▶ [Work order]: Please write out all of the entries without altering anything.

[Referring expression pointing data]
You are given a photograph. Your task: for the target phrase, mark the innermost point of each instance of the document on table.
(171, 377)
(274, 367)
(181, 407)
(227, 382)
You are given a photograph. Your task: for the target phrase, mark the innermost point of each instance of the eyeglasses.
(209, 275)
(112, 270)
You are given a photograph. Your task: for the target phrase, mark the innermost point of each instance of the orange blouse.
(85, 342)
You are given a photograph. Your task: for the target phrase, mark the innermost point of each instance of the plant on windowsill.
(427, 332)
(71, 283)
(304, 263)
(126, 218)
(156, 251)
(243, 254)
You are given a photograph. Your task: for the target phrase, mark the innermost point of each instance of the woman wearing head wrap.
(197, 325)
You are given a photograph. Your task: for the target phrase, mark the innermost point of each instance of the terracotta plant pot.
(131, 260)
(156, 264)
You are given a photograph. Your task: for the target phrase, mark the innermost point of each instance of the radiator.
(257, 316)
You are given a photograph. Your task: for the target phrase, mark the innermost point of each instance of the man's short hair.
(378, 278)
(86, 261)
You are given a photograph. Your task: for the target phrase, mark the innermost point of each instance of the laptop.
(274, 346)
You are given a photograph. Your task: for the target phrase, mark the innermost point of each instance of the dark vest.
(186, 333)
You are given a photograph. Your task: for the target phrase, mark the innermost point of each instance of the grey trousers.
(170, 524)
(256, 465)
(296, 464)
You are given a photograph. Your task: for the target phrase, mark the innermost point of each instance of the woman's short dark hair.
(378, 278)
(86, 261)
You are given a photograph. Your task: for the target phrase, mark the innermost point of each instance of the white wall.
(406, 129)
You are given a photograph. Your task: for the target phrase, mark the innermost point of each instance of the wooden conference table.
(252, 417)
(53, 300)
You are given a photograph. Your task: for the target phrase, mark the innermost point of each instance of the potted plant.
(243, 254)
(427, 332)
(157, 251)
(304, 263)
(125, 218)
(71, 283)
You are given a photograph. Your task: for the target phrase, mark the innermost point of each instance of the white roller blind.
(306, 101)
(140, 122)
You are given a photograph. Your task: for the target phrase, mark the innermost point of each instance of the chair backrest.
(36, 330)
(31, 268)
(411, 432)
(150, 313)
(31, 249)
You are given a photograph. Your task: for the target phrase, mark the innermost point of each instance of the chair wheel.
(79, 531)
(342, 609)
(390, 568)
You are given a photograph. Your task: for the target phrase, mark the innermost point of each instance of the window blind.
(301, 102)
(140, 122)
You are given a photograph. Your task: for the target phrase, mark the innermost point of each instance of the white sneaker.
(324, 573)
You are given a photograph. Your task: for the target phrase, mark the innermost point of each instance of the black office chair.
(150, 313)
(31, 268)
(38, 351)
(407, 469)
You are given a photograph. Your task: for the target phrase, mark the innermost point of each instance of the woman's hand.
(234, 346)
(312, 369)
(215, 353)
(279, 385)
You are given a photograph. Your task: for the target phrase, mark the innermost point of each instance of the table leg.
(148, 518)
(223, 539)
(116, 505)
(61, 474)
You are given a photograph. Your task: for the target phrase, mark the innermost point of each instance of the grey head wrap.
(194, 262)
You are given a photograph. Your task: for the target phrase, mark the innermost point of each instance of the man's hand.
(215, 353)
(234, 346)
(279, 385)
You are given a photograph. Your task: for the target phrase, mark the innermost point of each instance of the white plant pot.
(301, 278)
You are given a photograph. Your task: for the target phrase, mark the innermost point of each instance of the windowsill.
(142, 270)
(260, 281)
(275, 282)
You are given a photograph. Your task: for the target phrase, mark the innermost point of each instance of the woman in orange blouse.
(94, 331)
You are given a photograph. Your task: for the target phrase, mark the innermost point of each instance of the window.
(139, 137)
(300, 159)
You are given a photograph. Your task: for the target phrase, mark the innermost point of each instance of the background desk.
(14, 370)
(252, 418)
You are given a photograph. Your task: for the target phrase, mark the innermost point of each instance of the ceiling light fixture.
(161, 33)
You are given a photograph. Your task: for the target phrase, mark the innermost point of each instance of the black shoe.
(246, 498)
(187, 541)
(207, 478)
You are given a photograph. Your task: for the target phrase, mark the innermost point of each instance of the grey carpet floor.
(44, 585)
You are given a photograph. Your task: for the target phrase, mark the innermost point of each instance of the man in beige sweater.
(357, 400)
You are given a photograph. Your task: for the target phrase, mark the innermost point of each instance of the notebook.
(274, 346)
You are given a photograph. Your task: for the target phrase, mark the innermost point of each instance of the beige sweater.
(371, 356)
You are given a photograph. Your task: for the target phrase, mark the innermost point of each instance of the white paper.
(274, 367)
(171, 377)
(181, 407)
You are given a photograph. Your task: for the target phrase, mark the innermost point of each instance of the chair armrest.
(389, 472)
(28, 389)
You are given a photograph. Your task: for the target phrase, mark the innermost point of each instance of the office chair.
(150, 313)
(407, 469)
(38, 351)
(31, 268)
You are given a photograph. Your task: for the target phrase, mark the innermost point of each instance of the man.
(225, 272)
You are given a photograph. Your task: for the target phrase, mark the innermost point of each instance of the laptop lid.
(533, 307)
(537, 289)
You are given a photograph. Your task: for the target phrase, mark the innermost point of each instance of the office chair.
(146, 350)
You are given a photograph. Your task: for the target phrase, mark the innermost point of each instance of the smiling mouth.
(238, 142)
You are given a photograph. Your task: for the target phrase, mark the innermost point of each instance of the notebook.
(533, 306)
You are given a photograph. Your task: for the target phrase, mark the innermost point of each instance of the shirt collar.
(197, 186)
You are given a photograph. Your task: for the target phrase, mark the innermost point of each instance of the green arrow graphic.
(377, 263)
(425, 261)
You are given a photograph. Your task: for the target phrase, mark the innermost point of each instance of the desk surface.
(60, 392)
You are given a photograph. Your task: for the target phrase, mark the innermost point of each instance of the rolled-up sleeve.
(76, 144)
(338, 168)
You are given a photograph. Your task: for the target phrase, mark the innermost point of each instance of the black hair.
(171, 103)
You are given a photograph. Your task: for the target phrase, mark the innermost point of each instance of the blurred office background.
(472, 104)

▶ [Output of the task]:
You are given a photograph. Your task: for the target phrase, mark the innermost point of each instance of the document on table.
(171, 377)
(274, 367)
(181, 407)
(227, 382)
You are given a photograph. Your task: for the target phrase, mark the innermost point of each instance of the eyeglasses.
(209, 275)
(112, 270)
You are given a photograph. Your task: for the target phrase, mark the innermost point of each instance of the orange blouse.
(85, 342)
You are given a photograph. Your task: for the target phrase, mark the innermost point of each instance of the plant on windowsill.
(427, 332)
(71, 283)
(304, 263)
(126, 218)
(156, 251)
(243, 254)
You are given a photograph. Your task: for the target phrase, mark the innermost point of each instance of the woman wearing head wrap.
(197, 325)
You are given a photograph. Your task: for the target phrase, mark the innermost point of each instance of the terracotta plant pot.
(131, 260)
(156, 264)
You are given a photograph. Your task: for the target phrase, mark the innermost point of each instance of the radiator.
(257, 316)
You are given a photograph. Your task: for the target phrase, mark the innermost point of each instance of the man's short hair.
(378, 278)
(86, 261)
You are given a photograph. Your task: for the target phrase, mark the innermost point of each instance of the laptop.
(274, 346)
You are given a photograph. Your task: for the target phrase, mark the innermost point of each instance of the dark vest.
(186, 333)
You are given a photograph. Your task: for the target phrase, mark the innermost point of each instance of the grey trousers.
(170, 524)
(256, 465)
(296, 464)
You are given a photograph. Your task: for the target phrase, mark the innermost point of each instance of the woman's short dark hair.
(378, 278)
(86, 261)
You are given a photograph. Your task: for the target phrase, mark the innermost point of each instance of the white wall.
(406, 129)
You are given a photograph. Your task: for the target phrase, mark the innermost point of each instance of the wooden conference table.
(252, 417)
(53, 300)
You are given a photograph. Your task: for the target phrase, mark the innermost point of each instance of the potted plant.
(243, 254)
(427, 332)
(157, 251)
(304, 263)
(125, 218)
(71, 283)
You are given a photograph. Your task: for the target phrase, mark the innermost point of each instance of the white roller blind.
(306, 101)
(140, 122)
You are given a photograph. Your task: for the target phrase, mark the innermost point of each instance of the chair backrest.
(36, 330)
(31, 268)
(411, 432)
(150, 313)
(31, 249)
You are given a photograph. Your task: for the target phrase, mark the innermost point of each instance of the chair wheel.
(79, 531)
(342, 609)
(390, 568)
You are given a photograph. Your task: for the target phrase, mark the innermost point of each instance of the window blind.
(301, 102)
(140, 122)
You are given a photograph. Your task: for the target phrase, mark the innermost point of each instance of the white sneaker.
(324, 573)
You are given a photograph. Your task: for the target phrase, mark the innermost point of each instance of the black office chair.
(150, 313)
(31, 268)
(38, 351)
(407, 469)
You are given a photograph. Your task: for the target phrase, mark the innermost point of each instance of the woman's hand.
(234, 346)
(312, 369)
(215, 353)
(279, 385)
You are given a photograph. Your task: for the target phrase, mark the innermost point of each instance of the table leg.
(148, 518)
(223, 539)
(116, 505)
(61, 474)
You are given a photograph. Your task: for the target phrase, mark the innermost point of each instance of the grey head wrap.
(194, 262)
You are given a photograph. Your task: for the target phrase, mark the innermost point of each instance of the man's hand.
(215, 353)
(234, 346)
(279, 385)
You are given a photograph. Your task: for the target phrase, mark the innermost point of each instance of the white plant pot.
(301, 278)
You are given a photograph. Your task: for the target phrase, mark the innermost point of each instance of the windowsill.
(142, 270)
(260, 281)
(275, 282)
You are given a photograph. Your task: for the target phrase, mark the innermost point of each instance of the woman in orange blouse.
(94, 331)
You are given a photograph. Your task: for the target phrase, mark the innermost point of each instance of the window.
(139, 137)
(300, 159)
You are given a photograph. Your task: for the target phrase, mark the innermost point of each instance of the background desk.
(14, 370)
(252, 418)
You are given a photograph. Your task: for the target phrase, mark the innermost point of each instance of the ceiling light fixture.
(161, 33)
You are given a photograph. Your task: for the target phrase, mark the innermost point of each instance of the black shoe.
(246, 498)
(187, 541)
(207, 478)
You are given a photograph. Your task: for the target phrase, mark the innermost point of each instance of the grey carpet floor.
(44, 585)
You are given a photograph. Your task: for the target phrase, mark the innermost point of each instance of the man in beige sweater.
(357, 400)
You are given a photograph. Your task: for the target phrase, mark the innermost point of each instance of the notebook.
(274, 346)
You are given a photograph. Your task: for the target phrase, mark the innermost point of each instance of the beige sweater.
(371, 356)
You are given a photograph. Your task: for the target phrase, mark the innermost point of each instance of the white paper.
(274, 367)
(171, 377)
(181, 407)
You are given a photograph. Your task: for the target phrase, mark the innermost point of each instance of the chair armrest.
(389, 472)
(28, 389)
You are given a photograph. Your task: for the target phrase, mark the innermost point of each instance of the office chair.
(150, 313)
(407, 469)
(38, 351)
(31, 268)
You are given a photograph. Your task: for the target phrase, mark the innermost point of each instance of the man.
(225, 272)
You are given a photograph. Your task: for the target phrase, mark the innermost point of each instance of the laptop lid.
(533, 307)
(537, 289)
You are given a photograph. Your task: for the target phrase, mark the innermost point of each instance of the office chair.
(146, 350)
You are given a photograph. Your task: for the target phrase, mark the innermost point of each instance of the smiling mouth.
(238, 142)
You are given a photograph. Your task: for the target phrase, mark the innermost point of each instance of the notebook.
(533, 306)
You are given a photograph. Your task: for the target phrase, mark the innermost point of each instance of the shirt collar.
(197, 186)
You are given a photograph. Your task: for the target phrase, mark the innermost point of each instance of the green arrow graphic.
(377, 263)
(425, 261)
You are given a photograph. Your task: for the target phrase, mark the innermost point of each instance of the desk surface.
(60, 392)
You are given a photograph. Your task: for the target phrase, mark the innermost point of each instance of the rolled-up sleeve.
(76, 144)
(338, 168)
You are given a photograph. Your task: for the target phrase, mark the innermost point of each instance of the black hair.
(171, 103)
You are given a photograph. Your task: for the target phrase, mark the innermost point of each instance of the blurred office background.
(472, 104)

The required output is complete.